Problem statement:
Could you rewrite all of the records below as a numbered list, leaving out any blank lines?

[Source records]

--

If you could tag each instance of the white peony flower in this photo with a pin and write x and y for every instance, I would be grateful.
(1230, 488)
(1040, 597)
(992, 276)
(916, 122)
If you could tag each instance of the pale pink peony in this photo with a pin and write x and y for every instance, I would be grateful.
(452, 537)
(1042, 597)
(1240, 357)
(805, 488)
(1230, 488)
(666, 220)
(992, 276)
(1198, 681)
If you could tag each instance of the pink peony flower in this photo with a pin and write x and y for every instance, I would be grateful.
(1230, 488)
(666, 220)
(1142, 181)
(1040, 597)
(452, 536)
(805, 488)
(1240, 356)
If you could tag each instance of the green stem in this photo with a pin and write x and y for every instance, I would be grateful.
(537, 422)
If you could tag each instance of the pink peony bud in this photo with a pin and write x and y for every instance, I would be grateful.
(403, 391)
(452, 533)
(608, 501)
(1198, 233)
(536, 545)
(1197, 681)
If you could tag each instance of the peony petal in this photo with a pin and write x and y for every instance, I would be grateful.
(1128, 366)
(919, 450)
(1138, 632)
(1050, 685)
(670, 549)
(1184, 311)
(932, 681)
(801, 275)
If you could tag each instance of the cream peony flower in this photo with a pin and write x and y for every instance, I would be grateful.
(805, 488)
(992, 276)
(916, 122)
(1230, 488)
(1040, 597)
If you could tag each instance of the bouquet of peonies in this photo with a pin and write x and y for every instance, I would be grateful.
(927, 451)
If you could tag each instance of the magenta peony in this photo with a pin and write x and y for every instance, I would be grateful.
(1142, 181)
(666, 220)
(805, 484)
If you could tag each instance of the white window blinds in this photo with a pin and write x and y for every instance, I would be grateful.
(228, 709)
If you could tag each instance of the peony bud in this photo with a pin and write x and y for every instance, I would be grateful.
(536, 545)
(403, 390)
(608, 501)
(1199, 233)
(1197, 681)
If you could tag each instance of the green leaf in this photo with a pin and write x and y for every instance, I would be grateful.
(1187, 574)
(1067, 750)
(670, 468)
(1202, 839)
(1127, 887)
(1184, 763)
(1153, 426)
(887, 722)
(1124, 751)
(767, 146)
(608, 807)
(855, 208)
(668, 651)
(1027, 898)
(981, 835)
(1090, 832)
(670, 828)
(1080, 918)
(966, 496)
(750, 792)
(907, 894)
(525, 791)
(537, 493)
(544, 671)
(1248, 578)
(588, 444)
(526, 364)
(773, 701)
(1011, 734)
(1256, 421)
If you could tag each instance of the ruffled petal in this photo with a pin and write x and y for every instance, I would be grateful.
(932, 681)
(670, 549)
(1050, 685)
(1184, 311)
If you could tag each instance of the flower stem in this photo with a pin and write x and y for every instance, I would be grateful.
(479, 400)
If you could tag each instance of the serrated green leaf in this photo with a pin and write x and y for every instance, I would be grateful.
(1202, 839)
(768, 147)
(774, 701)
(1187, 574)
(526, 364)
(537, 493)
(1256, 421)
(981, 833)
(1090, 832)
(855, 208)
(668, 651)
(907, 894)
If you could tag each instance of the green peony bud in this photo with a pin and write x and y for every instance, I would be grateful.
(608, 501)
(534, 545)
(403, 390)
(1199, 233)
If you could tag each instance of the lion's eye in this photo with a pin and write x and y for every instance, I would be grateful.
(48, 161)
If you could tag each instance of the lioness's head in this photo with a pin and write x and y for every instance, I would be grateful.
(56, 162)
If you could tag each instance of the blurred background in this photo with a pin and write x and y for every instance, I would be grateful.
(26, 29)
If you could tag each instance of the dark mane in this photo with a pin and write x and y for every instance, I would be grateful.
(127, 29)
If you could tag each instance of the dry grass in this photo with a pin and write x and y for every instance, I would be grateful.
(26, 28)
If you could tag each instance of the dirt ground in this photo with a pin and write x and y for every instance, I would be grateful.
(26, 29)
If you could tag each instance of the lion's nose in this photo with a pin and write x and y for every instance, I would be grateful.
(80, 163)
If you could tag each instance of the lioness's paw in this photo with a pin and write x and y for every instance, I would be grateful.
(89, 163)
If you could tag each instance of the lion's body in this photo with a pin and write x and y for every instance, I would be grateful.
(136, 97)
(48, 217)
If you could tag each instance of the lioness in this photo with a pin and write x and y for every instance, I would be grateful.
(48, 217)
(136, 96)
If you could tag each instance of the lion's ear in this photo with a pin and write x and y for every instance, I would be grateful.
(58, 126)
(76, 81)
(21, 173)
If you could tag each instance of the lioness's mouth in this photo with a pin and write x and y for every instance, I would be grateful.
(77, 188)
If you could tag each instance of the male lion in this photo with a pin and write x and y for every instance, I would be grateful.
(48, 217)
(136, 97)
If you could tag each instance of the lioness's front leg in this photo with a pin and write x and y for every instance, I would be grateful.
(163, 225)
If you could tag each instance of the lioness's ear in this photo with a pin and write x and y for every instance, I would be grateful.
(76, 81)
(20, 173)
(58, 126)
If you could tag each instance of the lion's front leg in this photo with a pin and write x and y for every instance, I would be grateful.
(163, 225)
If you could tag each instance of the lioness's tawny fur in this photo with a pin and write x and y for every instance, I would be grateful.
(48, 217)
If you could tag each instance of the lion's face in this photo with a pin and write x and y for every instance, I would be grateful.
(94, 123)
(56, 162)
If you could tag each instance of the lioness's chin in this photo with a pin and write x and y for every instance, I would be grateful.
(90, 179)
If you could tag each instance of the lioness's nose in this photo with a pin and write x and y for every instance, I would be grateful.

--

Solved problem:
1. If you could tag each instance of the white peony flower in this photo with a pin and write x and y for every instance, I would be grateful.
2. (1230, 488)
3. (1040, 597)
4. (992, 276)
5. (916, 122)
6. If you could tag each instance of the pale pink peony in this photo with a pin and write x and y for every instance, I would be grateful.
7. (452, 537)
8. (1042, 597)
9. (1240, 357)
10. (805, 488)
11. (1230, 488)
12. (666, 220)
13. (992, 276)
14. (1198, 681)
15. If you could tag each instance of the pink peony flower in this photo with a pin and write x and y for every instance, I would be grateful.
16. (1230, 488)
17. (666, 220)
18. (1142, 181)
19. (1040, 597)
20. (452, 536)
21. (805, 488)
22. (1240, 356)
23. If you could tag each instance of the green stem in this photo with a pin and write x and y for every instance, I would be grateful.
24. (537, 422)
25. If you could tag each instance of the pink peony bud in this photo with a pin and write x and y for every instance, I would be grateful.
26. (403, 391)
27. (452, 533)
28. (608, 501)
29. (1198, 233)
30. (536, 545)
31. (1197, 681)
32. If you could tag each instance of the peony petal in this photo with a pin and write x and y for every instance, I would be grateful.
33. (1128, 366)
34. (919, 450)
35. (1138, 632)
36. (1050, 685)
37. (670, 549)
38. (1184, 311)
39. (932, 681)
40. (801, 275)
41. If you could tag each instance of the cream peony flower in this photo with a pin and write x and y for every instance, I would be grateful.
42. (805, 488)
43. (992, 276)
44. (916, 122)
45. (1230, 488)
46. (1040, 597)
47. If you could tag each instance of the bouquet of peonies in this photo with a pin and write x and y for every instance, I would be grateful.
48. (927, 451)
49. If you could tag each instance of the magenta peony in this photo with a pin and write x and y for every instance, I would be grateful.
50. (1142, 181)
51. (666, 220)
52. (805, 484)
53. If you could tag each instance of the white window blinds in this photo with a pin and write x and y for every instance, I would be grateful.
54. (228, 709)
55. If you could tag each instance of the peony bud in this photo with a pin and write x and y for every instance, I would be grateful.
56. (536, 545)
57. (403, 390)
58. (608, 501)
59. (1199, 233)
60. (1197, 681)
61. If you could tag each instance of the green leaf in this photo with a pin and write x and y for every instance, I would be grateful.
62. (1187, 574)
63. (1067, 750)
64. (670, 468)
65. (1202, 839)
66. (1127, 887)
67. (1184, 763)
68. (1153, 426)
69. (887, 722)
70. (1124, 751)
71. (767, 146)
72. (608, 807)
73. (855, 208)
74. (668, 651)
75. (1027, 898)
76. (981, 835)
77. (1090, 832)
78. (670, 828)
79. (1080, 918)
80. (966, 496)
81. (750, 792)
82. (907, 894)
83. (525, 791)
84. (537, 493)
85. (544, 671)
86. (1248, 578)
87. (588, 444)
88. (526, 364)
89. (773, 701)
90. (1011, 734)
91. (1256, 421)
92. If you could tag each instance of the ruffled petal in this photo with a pin and write x and y for every instance, I would be grateful.
93. (932, 681)
94. (670, 549)
95. (1050, 685)
96. (1184, 311)
97. If you could tag each instance of the flower stem in this photo with a pin and write x and y for every instance, I would be grateful.
98. (479, 400)
99. If you could tag each instance of the serrated green leaf in this photo with a pin and write x and y for every instance, I would be grateful.
100. (1202, 839)
101. (768, 147)
102. (774, 701)
103. (1187, 574)
104. (526, 364)
105. (537, 493)
106. (1256, 421)
107. (981, 833)
108. (1090, 832)
109. (855, 208)
110. (668, 651)
111. (907, 894)
112. If you could tag each instance of the green peony bud in this photo with a pin and write x and y for every instance, I would be grateful.
113. (608, 501)
114. (534, 545)
115. (403, 390)
116. (1199, 233)
117. If you could tag each instance of the lion's eye in this photo with a pin and write x and y for every instance, I would be grateful.
118. (48, 161)
119. If you could tag each instance of the lioness's head in this photo with a pin and write x and y for every instance, I would be grateful.
120. (56, 162)
121. If you could tag each instance of the blurred background in this photo with a pin and write x and y for every instance, I would be grateful.
122. (26, 29)
123. If you could tag each instance of the dark mane in this photo with a pin and write x and y for every instance, I would be grateful.
124. (127, 29)
125. If you could tag each instance of the dry grass in this photo with a pin and write x and y for every instance, I would be grateful.
126. (26, 28)
127. If you could tag each instance of the dirt ground in this photo with a pin and write x and y for every instance, I would be grateful.
128. (26, 29)
129. If you could tag each instance of the lion's nose in this photo with a pin and write x and y for every instance, I would be grateful.
130. (80, 163)
131. If you could tag each instance of the lioness's paw in this photo with a pin and write x and y for every instance, I would be grateful.
132. (89, 163)
133. If you could tag each instance of the lion's body in this photo with a pin and write x and y for every instance, I would be grateful.
134. (136, 97)
135. (48, 217)
136. If you could tag each instance of the lioness in this photo with a pin and write x and y for every instance, I would be grateful.
137. (48, 217)
138. (136, 96)
139. If you could tag each instance of the lion's ear in this photo with a pin and write x and y for every instance, I would be grateful.
140. (58, 126)
141. (76, 81)
142. (21, 173)
143. If you could tag each instance of the lioness's mouth in this photo with a pin and write x and y for every instance, I would be grateful.
144. (77, 188)
145. If you could tag each instance of the male lion in this photo with a pin and write x and y for every instance, I would be grateful.
146. (48, 217)
147. (136, 97)
148. If you could tag each instance of the lioness's front leg in this photo with a pin and write x and y for every instance, I would be grateful.
149. (163, 225)
150. If you could tag each instance of the lioness's ear in this photo with a pin and write x and y for every instance, I would be grateful.
151. (76, 81)
152. (20, 173)
153. (58, 126)
154. If you could tag each instance of the lion's front leg in this photo with a pin and write x and y for every instance, I would be grateful.
155. (163, 225)
156. If you could tag each instance of the lioness's tawny fur in this photo with a pin and write x and y for every instance, I would be grateful.
157. (48, 217)
158. If you could tag each instance of the lion's face in this photo with a pin and write x and y for every instance, I would be grateful.
159. (94, 123)
160. (56, 162)
161. If you could tag each instance of the lioness's chin in this photo with a pin and write x and y for every instance, I would be grateful.
162. (90, 179)
163. If you could tag each instance of the lioness's nose in this photo with a pin and write x and y for every instance, I would be grateful.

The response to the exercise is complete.